Rows excerpted from a collection
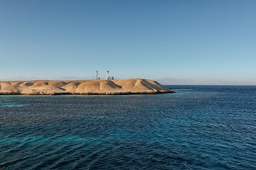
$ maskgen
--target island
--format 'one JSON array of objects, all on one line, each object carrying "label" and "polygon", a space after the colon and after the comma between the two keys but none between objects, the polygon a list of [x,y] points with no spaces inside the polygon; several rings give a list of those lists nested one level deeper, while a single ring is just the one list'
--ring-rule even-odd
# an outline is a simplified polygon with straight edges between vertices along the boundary
[{"label": "island", "polygon": [[0,95],[154,94],[174,93],[144,79],[0,81]]}]

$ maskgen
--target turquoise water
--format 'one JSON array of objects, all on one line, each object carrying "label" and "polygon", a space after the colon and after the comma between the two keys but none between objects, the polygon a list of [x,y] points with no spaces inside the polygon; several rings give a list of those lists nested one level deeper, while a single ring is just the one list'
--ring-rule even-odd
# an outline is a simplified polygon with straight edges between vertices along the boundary
[{"label": "turquoise water", "polygon": [[256,86],[0,96],[0,169],[255,169]]}]

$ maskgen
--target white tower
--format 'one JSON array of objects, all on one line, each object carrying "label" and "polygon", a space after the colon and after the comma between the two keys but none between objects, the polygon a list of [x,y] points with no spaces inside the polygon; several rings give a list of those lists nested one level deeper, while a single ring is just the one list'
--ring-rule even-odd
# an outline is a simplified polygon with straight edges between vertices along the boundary
[{"label": "white tower", "polygon": [[109,73],[110,72],[107,70],[107,79],[108,79],[108,73]]}]

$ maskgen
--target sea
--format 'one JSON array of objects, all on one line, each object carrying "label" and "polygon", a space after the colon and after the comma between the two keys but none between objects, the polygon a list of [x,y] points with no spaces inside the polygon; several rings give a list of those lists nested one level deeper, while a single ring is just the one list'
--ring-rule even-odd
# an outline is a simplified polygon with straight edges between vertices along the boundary
[{"label": "sea", "polygon": [[256,169],[256,86],[0,96],[0,169]]}]

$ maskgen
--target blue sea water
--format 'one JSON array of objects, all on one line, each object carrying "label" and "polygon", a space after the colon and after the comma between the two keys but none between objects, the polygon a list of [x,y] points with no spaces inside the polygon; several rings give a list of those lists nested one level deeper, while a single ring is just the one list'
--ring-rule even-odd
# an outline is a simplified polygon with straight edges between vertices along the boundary
[{"label": "blue sea water", "polygon": [[255,169],[255,86],[0,96],[0,169]]}]

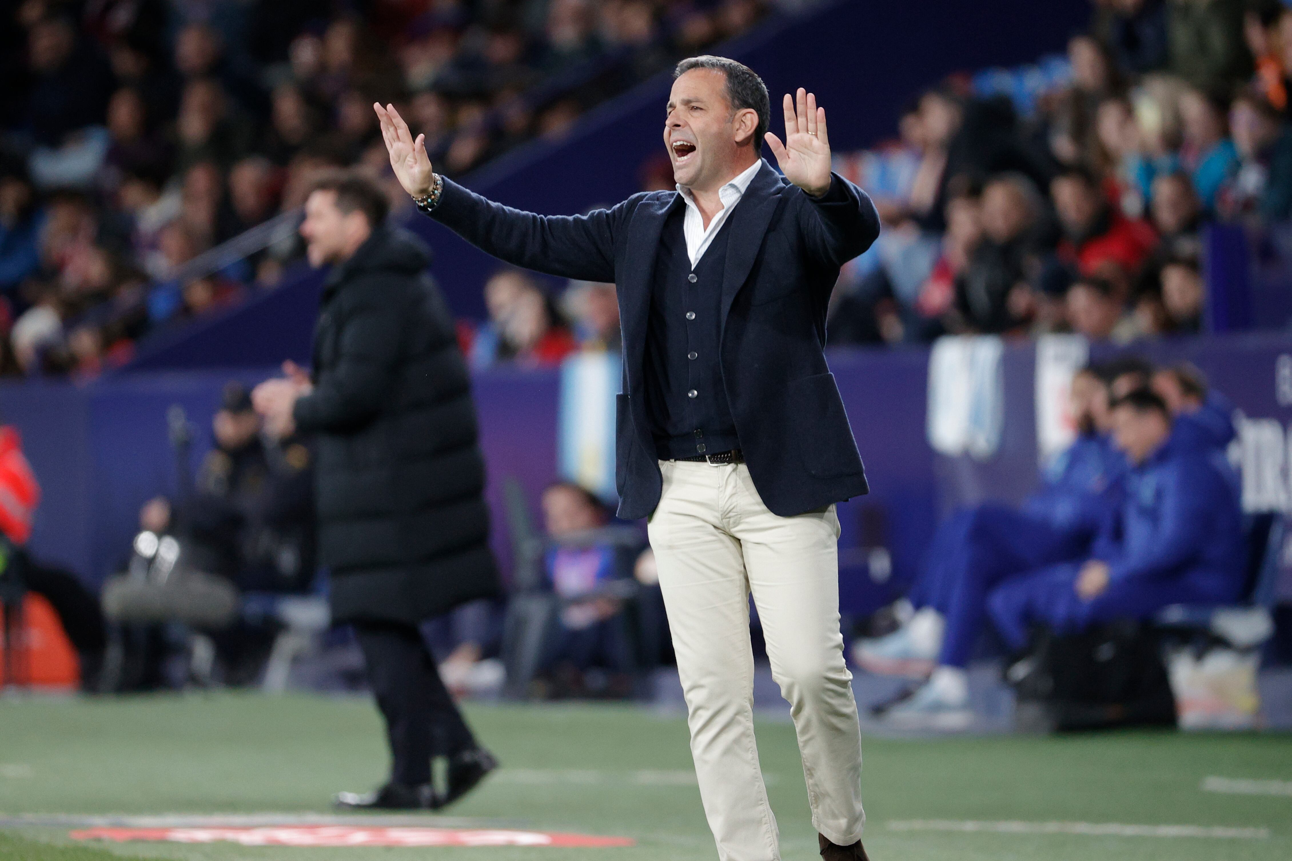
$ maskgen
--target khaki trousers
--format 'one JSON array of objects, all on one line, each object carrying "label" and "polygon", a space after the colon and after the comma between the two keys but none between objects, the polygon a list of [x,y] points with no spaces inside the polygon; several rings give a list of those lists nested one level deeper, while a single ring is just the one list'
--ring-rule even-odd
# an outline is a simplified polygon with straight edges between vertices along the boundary
[{"label": "khaki trousers", "polygon": [[839,630],[835,506],[780,518],[744,463],[660,461],[649,520],[704,815],[722,861],[779,861],[753,740],[749,595],[798,736],[813,825],[860,839],[862,738]]}]

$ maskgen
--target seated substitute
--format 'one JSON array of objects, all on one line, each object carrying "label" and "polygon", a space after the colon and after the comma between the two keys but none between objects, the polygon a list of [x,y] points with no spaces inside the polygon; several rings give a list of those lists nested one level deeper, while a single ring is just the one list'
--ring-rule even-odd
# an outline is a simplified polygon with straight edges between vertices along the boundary
[{"label": "seated substitute", "polygon": [[1234,404],[1211,389],[1194,365],[1185,361],[1160,368],[1152,374],[1152,391],[1171,410],[1172,434],[1180,441],[1221,451],[1234,441]]},{"label": "seated substitute", "polygon": [[1125,469],[1125,458],[1107,439],[1109,385],[1102,368],[1083,368],[1074,376],[1078,438],[1053,460],[1044,484],[1019,509],[988,502],[938,528],[908,596],[915,614],[888,636],[859,642],[853,651],[859,666],[916,678],[943,667],[933,689],[947,688],[939,701],[963,706],[964,667],[982,627],[987,591],[1040,565],[1079,559],[1107,516],[1111,488]]},{"label": "seated substitute", "polygon": [[1012,649],[1027,645],[1034,625],[1075,634],[1169,604],[1229,603],[1243,589],[1243,516],[1224,454],[1172,434],[1171,410],[1147,390],[1114,403],[1112,434],[1130,469],[1090,559],[1041,568],[987,599]]}]

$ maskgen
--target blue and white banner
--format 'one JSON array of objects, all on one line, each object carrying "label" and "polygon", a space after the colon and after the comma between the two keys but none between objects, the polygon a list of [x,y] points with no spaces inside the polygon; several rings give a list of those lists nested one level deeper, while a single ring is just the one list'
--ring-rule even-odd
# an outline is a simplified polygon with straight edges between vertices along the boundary
[{"label": "blue and white banner", "polygon": [[561,365],[557,469],[597,496],[615,498],[615,395],[618,352],[587,352]]}]

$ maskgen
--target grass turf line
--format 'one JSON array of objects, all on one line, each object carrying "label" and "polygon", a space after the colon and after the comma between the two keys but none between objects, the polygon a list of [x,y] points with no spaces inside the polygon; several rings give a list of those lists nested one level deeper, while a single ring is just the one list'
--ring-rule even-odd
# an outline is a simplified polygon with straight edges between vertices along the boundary
[{"label": "grass turf line", "polygon": [[0,831],[0,858],[4,861],[143,861],[138,856],[116,855],[92,846],[50,846],[25,840]]},{"label": "grass turf line", "polygon": [[[640,780],[691,768],[686,723],[628,706],[482,706],[469,719],[504,767],[523,780],[487,781],[446,816],[634,838],[625,849],[434,849],[437,861],[712,861],[694,785]],[[793,728],[760,723],[775,776],[769,796],[783,855],[815,857]],[[908,861],[1273,861],[1292,857],[1292,815],[1276,796],[1202,791],[1207,776],[1292,775],[1286,734],[1112,733],[1065,738],[875,740],[864,742],[872,857]],[[10,768],[3,768],[9,765]],[[0,702],[0,815],[328,812],[331,794],[384,777],[375,709],[362,698],[194,694],[83,702]],[[585,771],[587,780],[578,778]],[[544,785],[543,776],[552,782]],[[4,777],[3,775],[13,775]],[[575,775],[574,778],[570,776]],[[434,826],[437,817],[426,816]],[[1269,827],[1265,840],[889,830],[889,821],[974,820]],[[455,826],[457,824],[455,822]],[[66,829],[23,836],[66,846]],[[92,844],[98,855],[176,861],[419,861],[426,849],[301,849],[235,844]],[[379,855],[380,853],[380,855]],[[0,852],[0,858],[9,856]],[[41,856],[34,856],[45,861]],[[63,856],[49,856],[65,861]]]}]

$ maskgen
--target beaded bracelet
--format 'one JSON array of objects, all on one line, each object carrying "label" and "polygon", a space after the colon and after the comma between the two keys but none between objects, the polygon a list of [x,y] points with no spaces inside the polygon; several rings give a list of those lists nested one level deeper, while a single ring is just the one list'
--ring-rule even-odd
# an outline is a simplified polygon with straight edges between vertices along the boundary
[{"label": "beaded bracelet", "polygon": [[439,205],[439,195],[444,192],[444,178],[438,173],[433,173],[430,176],[432,176],[430,194],[428,194],[425,198],[412,199],[412,201],[417,204],[417,209],[420,209],[426,216],[429,216],[432,210],[434,210],[435,207]]}]

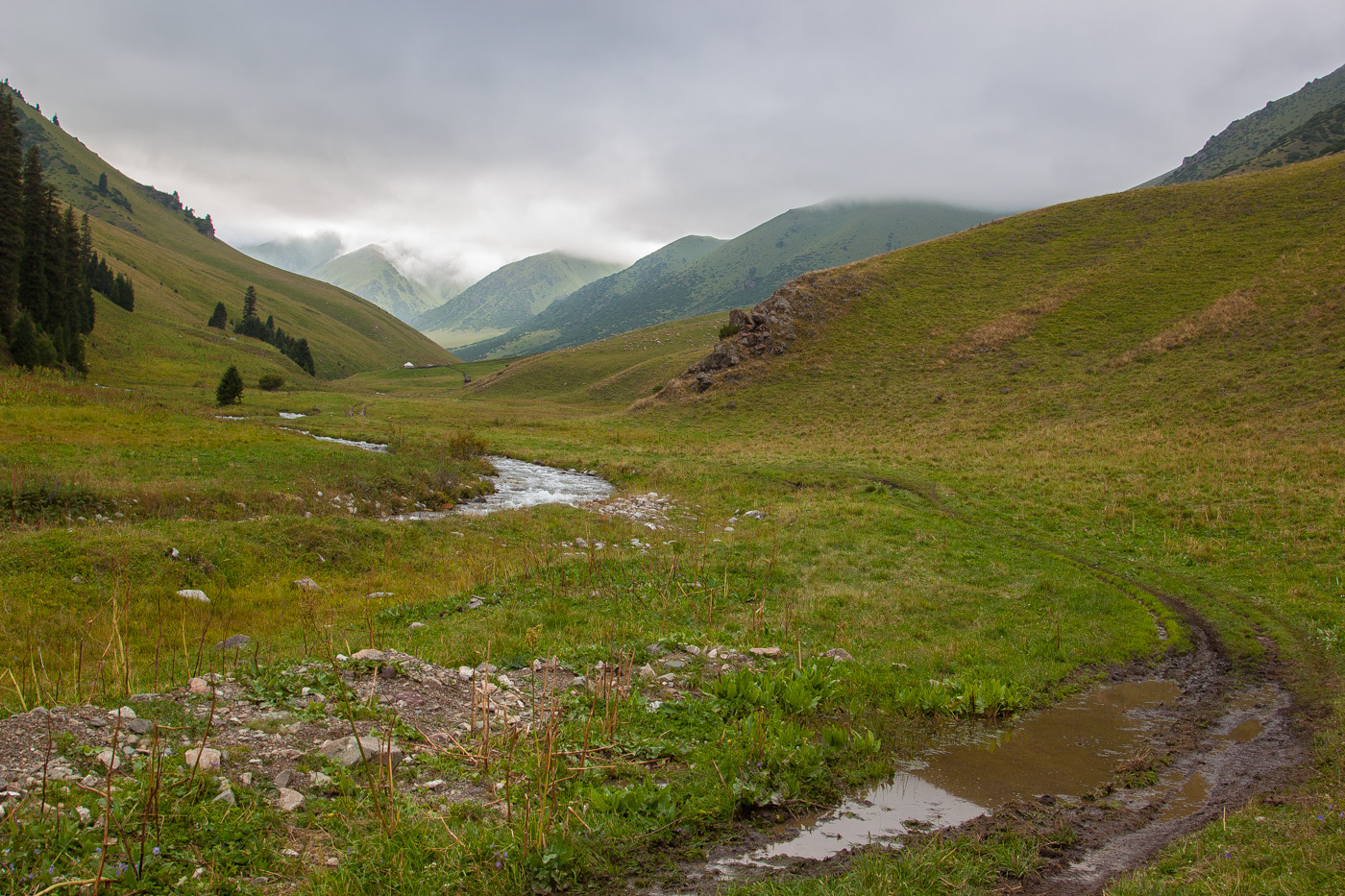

▶ _WORK REQUIRED_
Find every line in the rows above that contains the string "blue", matching case exactly, and copy each of those lines.

▶ _CORRECT OUTPUT_
--target blue sea water
[{"label": "blue sea water", "polygon": [[255,169],[255,86],[0,96],[0,169]]}]
--target blue and white banner
[{"label": "blue and white banner", "polygon": [[561,365],[557,469],[597,496],[615,498],[615,395],[618,352],[587,352]]}]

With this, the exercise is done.